Activity.
Rewrite the lines below as a Markdown table with the columns "Row" and "Line", numbering each row. Begin at the first line and continue through the line that contains "positive clicks: (1305, 508)", including both ends, and leave out any blank lines.

Source material.
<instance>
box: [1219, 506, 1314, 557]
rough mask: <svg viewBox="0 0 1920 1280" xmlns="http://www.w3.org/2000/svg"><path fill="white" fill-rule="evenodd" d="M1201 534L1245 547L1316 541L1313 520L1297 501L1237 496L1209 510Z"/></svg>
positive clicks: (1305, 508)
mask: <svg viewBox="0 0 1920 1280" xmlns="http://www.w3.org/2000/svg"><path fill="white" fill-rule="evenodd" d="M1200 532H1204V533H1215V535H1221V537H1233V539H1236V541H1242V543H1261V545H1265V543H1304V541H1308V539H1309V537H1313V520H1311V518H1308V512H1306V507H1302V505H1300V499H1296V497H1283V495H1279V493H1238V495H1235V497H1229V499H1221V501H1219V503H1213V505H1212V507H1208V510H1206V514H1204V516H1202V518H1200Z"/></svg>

Your solution.
| Row | Line |
|---|---|
| 1 | <instance> |
| 2 | box: [1219, 506, 1314, 557] |
| 3 | rough mask: <svg viewBox="0 0 1920 1280" xmlns="http://www.w3.org/2000/svg"><path fill="white" fill-rule="evenodd" d="M1201 534L1245 547L1316 541L1313 520L1297 501L1237 496L1209 510Z"/></svg> |
| 4 | positive clicks: (1305, 508) |